• _CONSIGNE_
Reproduisez à l'identique les lignes allant de celle qui contient « Outline held hand. » jusqu'à celle qui contient « [[346, 319, 365, 345]] », ces deux lignes comprises.

• _DONNÉES À TRAITER_
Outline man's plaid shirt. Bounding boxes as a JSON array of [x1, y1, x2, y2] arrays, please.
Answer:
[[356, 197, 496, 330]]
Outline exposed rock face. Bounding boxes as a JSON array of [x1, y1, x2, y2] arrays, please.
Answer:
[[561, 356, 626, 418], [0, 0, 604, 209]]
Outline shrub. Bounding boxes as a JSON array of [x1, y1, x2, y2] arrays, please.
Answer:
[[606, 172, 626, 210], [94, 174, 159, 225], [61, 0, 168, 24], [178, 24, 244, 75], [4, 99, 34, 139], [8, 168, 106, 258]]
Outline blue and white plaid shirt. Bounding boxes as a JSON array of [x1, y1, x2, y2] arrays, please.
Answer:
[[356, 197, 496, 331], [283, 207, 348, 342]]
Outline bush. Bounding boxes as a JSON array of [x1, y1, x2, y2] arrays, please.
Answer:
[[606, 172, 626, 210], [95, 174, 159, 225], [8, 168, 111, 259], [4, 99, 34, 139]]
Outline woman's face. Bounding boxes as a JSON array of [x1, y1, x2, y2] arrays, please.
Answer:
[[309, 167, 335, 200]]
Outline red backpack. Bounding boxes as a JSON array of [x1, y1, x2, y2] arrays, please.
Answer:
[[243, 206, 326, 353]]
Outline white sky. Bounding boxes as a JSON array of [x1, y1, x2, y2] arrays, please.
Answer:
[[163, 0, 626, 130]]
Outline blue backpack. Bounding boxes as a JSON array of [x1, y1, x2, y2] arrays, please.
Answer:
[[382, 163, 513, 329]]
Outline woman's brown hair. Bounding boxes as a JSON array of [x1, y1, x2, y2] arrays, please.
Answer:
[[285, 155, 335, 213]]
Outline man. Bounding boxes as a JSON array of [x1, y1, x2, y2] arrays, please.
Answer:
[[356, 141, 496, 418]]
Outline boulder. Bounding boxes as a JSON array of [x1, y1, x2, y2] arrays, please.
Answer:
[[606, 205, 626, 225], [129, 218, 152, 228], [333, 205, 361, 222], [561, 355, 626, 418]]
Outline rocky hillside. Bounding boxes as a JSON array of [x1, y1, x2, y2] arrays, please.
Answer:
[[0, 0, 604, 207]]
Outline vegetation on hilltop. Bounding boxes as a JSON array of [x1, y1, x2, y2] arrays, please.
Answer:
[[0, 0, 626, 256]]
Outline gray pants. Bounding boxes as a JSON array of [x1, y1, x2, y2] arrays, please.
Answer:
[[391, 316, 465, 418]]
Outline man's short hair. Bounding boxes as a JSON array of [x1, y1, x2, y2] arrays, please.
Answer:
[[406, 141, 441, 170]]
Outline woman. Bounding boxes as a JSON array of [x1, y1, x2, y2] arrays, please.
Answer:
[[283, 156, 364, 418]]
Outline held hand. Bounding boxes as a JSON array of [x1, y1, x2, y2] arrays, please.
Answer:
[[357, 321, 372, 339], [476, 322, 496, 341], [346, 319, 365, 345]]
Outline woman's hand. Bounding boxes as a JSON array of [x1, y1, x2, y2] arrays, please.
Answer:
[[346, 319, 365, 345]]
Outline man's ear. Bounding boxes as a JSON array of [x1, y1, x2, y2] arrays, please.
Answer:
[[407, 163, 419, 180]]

• _RÉPONSE ATTENDUE_
Outline held hand. Bounding boxes as a JSON array of [x1, y1, x2, y2] arrays, please.
Answer:
[[357, 321, 372, 339], [476, 322, 496, 341], [346, 319, 365, 345]]
Outline woman's hand. Bounding boxes as a JSON array of [x1, y1, x2, y2] arrays, please.
Answer:
[[346, 319, 365, 345]]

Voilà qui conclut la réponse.